REQUIRED TASK: Locate the line containing "Would you mind tagging the porch" in the material below; repeat it and every line after it, exactly as written.
--- Begin ---
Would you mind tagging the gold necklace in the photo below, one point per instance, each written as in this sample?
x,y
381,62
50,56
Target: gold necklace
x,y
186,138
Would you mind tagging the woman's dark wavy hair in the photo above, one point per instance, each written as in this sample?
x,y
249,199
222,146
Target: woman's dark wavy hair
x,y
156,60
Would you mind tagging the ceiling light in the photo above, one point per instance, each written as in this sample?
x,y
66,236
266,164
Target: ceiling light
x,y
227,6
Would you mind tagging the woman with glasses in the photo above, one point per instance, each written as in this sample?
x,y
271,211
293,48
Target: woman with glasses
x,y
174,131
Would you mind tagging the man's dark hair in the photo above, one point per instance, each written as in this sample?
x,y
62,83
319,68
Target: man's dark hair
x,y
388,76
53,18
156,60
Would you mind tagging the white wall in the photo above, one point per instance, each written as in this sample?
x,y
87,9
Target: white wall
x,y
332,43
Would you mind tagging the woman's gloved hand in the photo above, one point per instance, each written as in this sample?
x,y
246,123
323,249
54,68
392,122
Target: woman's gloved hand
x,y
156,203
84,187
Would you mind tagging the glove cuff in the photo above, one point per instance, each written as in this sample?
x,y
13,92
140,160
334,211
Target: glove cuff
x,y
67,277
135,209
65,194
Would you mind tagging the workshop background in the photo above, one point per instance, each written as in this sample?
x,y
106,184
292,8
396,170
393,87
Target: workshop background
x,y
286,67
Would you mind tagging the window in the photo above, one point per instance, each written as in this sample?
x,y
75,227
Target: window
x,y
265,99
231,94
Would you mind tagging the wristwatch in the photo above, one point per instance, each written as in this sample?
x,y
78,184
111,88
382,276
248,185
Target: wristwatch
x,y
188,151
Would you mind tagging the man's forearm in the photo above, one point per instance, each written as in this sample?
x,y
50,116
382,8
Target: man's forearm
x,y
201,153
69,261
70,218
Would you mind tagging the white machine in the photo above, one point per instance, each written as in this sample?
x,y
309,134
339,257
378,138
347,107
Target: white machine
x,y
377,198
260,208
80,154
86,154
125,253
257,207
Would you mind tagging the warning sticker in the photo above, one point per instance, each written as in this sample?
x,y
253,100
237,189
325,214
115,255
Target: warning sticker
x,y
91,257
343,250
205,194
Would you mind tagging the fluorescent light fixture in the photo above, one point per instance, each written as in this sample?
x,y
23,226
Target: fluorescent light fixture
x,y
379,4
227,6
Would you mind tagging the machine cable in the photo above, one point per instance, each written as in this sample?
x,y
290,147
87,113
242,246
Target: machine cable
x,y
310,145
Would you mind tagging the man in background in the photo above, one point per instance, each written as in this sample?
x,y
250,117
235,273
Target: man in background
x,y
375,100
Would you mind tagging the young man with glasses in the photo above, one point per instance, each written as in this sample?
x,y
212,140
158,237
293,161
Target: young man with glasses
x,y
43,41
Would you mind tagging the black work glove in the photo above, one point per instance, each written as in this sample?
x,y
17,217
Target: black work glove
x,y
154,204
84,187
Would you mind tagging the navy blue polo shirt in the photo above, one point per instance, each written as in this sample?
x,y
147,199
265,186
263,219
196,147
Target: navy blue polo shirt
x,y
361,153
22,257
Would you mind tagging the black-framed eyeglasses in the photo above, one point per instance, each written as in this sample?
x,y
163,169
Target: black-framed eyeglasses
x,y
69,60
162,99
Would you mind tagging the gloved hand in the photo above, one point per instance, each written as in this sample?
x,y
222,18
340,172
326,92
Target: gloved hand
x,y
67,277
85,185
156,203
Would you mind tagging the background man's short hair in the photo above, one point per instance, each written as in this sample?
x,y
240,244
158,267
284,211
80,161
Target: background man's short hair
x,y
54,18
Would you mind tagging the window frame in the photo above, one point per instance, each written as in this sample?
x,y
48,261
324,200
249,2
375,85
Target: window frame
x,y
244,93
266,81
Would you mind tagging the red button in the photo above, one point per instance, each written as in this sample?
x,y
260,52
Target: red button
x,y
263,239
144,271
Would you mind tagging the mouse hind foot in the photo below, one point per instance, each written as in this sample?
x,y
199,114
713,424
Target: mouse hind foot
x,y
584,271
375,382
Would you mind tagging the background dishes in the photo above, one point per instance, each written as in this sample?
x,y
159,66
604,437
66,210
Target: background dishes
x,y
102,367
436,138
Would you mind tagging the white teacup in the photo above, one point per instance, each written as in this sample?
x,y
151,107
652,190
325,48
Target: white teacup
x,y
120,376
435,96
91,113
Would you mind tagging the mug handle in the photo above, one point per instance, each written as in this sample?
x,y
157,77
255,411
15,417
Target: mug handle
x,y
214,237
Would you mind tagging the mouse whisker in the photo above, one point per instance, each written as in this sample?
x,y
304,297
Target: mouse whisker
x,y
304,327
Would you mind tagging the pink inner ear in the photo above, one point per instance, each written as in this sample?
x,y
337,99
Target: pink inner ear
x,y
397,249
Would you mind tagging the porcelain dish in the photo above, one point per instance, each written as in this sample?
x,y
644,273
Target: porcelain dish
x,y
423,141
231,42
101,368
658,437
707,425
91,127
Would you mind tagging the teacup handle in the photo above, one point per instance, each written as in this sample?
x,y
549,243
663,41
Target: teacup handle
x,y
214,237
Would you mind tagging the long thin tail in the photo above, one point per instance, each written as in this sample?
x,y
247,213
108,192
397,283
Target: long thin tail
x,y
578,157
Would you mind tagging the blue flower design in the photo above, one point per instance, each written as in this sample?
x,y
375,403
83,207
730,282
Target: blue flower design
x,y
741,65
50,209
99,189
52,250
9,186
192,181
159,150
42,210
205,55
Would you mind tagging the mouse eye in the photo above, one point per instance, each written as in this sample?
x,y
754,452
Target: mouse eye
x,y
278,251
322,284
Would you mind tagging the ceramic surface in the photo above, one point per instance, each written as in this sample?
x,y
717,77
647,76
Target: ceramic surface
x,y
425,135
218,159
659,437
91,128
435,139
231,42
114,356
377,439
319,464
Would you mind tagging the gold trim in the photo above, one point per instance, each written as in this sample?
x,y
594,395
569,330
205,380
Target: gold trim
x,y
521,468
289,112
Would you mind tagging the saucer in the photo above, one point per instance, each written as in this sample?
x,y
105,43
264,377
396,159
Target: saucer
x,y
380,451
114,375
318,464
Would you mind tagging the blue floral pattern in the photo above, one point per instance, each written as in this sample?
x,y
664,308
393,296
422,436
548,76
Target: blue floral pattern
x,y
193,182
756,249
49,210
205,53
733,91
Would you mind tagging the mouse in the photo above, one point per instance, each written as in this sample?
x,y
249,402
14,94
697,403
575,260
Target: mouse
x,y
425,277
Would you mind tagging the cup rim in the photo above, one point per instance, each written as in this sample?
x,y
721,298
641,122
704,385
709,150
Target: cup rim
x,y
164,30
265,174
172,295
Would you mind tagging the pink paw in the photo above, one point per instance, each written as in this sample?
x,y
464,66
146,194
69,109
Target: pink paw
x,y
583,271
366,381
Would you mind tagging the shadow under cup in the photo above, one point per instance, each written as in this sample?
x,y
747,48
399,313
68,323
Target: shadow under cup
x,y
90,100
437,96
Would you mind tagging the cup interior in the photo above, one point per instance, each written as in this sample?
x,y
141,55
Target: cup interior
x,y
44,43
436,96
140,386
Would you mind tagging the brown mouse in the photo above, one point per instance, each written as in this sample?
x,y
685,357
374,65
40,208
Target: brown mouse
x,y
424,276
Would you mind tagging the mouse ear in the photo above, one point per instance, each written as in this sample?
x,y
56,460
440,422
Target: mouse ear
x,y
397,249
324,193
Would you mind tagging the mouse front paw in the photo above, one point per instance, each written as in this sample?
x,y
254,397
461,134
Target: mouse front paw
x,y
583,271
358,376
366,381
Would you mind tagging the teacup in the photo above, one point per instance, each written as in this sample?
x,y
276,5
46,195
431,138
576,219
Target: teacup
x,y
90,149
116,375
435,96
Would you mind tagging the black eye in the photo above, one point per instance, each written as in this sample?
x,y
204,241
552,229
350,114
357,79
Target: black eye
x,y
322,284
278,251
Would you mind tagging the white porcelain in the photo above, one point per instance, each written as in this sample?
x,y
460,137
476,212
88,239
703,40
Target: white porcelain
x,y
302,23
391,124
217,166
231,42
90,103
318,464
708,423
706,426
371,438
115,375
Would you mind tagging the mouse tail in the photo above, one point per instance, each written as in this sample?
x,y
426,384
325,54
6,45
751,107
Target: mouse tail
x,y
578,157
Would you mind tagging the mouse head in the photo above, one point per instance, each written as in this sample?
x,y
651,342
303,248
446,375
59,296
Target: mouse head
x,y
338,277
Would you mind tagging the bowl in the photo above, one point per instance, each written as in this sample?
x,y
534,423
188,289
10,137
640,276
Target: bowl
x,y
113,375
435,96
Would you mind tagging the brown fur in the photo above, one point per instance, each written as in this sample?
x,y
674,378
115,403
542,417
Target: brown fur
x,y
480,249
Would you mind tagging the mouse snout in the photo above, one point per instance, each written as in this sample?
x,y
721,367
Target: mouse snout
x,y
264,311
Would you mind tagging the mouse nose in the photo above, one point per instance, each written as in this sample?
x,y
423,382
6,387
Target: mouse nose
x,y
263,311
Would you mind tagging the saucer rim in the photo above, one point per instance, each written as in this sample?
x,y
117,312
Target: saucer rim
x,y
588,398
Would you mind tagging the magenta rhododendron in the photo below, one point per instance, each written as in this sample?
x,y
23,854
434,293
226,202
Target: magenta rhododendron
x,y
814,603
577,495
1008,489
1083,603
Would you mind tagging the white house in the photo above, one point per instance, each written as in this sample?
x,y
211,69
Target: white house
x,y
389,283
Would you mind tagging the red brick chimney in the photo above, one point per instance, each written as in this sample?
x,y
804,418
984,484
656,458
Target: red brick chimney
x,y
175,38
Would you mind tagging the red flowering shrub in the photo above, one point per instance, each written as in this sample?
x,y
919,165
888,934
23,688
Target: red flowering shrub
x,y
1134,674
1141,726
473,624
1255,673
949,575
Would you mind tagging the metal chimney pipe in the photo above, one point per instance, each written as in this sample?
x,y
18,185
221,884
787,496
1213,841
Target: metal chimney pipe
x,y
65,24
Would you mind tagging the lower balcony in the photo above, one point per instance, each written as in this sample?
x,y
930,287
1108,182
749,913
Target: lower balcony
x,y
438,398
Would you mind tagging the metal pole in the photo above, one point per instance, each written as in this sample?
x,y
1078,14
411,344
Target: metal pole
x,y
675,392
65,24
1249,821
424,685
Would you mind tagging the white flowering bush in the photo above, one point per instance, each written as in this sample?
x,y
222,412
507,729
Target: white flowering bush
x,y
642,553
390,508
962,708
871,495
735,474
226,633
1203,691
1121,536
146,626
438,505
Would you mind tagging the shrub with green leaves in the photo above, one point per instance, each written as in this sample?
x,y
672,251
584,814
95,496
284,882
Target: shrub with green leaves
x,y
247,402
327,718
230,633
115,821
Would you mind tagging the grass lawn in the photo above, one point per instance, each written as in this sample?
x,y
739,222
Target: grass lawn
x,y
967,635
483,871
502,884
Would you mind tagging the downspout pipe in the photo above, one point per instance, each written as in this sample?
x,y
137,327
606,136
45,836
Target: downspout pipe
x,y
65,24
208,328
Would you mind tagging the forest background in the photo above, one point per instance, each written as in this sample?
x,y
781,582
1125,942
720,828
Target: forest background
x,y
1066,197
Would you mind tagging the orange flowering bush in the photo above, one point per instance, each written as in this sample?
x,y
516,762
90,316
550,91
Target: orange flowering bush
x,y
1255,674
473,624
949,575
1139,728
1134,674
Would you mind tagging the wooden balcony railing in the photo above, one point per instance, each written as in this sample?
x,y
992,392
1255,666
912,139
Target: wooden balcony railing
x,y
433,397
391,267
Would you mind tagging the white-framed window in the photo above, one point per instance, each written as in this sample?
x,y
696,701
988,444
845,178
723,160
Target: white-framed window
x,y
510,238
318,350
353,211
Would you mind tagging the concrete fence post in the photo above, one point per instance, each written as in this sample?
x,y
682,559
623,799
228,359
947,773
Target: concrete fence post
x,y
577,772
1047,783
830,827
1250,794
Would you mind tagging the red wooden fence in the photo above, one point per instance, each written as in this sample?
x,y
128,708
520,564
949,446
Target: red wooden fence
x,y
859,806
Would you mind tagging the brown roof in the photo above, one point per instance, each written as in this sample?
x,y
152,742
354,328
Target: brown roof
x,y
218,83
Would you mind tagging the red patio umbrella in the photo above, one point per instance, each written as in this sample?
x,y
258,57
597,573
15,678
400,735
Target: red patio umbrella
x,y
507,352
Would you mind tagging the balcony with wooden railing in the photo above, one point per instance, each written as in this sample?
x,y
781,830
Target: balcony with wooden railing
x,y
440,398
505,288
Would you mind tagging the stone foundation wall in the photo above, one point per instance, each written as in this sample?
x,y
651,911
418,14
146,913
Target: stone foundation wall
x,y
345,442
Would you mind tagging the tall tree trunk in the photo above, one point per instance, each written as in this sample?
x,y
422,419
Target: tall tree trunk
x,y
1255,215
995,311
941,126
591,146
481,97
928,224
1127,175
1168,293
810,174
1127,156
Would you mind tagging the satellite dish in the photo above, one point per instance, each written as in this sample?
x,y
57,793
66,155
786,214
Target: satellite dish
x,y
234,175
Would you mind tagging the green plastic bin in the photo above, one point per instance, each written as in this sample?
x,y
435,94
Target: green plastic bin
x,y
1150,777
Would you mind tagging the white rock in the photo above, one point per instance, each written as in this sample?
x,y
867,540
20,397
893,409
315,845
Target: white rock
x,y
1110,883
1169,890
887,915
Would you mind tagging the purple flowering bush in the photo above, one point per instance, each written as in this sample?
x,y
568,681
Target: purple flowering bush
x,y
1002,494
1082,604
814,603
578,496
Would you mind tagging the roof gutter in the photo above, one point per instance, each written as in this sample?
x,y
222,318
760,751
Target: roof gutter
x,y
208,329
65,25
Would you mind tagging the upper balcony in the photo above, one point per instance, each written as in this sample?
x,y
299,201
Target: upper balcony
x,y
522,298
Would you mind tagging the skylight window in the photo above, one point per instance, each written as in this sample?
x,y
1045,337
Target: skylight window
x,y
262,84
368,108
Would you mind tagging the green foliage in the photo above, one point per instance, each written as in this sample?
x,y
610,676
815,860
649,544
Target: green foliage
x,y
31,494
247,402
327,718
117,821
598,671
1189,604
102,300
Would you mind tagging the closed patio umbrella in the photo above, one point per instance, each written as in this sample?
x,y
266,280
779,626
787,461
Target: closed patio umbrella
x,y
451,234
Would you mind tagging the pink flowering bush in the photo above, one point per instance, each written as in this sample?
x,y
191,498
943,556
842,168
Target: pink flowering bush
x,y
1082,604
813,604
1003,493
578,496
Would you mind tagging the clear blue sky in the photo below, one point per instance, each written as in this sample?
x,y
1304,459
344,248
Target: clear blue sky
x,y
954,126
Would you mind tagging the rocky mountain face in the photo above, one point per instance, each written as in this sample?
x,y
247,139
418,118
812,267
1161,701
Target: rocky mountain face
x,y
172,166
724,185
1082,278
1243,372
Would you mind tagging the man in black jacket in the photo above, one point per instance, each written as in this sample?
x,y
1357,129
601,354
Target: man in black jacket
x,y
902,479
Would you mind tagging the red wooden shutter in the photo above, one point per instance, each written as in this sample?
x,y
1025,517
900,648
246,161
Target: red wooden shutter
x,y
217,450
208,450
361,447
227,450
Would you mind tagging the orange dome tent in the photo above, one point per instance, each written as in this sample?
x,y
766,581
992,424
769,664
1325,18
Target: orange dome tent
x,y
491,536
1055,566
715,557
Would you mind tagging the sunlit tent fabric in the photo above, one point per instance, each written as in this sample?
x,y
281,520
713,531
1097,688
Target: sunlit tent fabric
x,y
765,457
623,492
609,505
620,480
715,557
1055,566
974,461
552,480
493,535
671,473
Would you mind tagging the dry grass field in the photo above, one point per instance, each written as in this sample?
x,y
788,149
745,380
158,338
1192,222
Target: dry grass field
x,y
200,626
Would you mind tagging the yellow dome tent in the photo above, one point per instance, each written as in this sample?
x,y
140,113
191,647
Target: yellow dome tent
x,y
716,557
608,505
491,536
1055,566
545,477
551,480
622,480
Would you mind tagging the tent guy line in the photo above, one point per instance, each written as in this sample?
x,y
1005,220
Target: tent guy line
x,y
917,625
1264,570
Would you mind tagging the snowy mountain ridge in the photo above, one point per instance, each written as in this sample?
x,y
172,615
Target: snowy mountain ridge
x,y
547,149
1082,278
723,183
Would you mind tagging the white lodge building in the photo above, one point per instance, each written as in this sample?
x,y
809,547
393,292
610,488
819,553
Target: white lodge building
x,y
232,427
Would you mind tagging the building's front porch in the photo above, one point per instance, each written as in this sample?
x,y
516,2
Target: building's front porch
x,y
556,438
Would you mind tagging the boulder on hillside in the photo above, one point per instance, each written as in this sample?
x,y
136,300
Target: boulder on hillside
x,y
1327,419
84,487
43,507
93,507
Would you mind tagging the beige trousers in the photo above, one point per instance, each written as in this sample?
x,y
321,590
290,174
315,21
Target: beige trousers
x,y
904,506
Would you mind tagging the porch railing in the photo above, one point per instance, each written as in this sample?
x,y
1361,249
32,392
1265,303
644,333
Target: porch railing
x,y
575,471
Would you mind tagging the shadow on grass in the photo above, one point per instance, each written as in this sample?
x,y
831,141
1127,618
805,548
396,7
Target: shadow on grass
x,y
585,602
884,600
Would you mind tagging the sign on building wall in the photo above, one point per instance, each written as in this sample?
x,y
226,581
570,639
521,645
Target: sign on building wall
--- End ---
SOLUTION:
Would you mind tagging the porch railing in the photo above, one point per instance, each written as in this sample?
x,y
1361,249
32,392
1265,303
644,333
Target: porch railing
x,y
575,471
Would you mind tagging the shadow on grass in the photo above, one point per instance, each written as in this sample?
x,y
831,141
1127,618
805,548
396,7
Target: shadow on grass
x,y
585,602
884,600
Would you mind tagging the sign on building wall in the photo above, one point per instance, each written as in this sample?
x,y
226,581
570,639
521,645
Target: sign on building wall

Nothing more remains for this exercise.